Please output the section of the listing below that opens with the line containing "Target: metal handrail" and closes with the line containing "Format sample: x=1020, y=523", exactly and with nothing else.

> _Exercise materials_:
______
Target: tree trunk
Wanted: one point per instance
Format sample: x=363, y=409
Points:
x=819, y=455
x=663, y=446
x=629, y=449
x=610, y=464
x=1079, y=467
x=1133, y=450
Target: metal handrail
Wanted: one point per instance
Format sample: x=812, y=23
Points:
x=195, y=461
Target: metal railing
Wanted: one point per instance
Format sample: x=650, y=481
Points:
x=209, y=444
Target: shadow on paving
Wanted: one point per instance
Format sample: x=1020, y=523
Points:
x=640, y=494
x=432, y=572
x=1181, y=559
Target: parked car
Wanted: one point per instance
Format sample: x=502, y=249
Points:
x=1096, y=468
______
> _Reply_:
Target: metal handrail
Wanted: one point per instance
Format sample: x=812, y=23
Points:
x=195, y=461
Target: metal railing
Wanted: one point per instance
Format sample: x=650, y=481
Points:
x=209, y=444
Target: shadow on paving
Wanted: one point per instance
Format sample: x=1020, y=523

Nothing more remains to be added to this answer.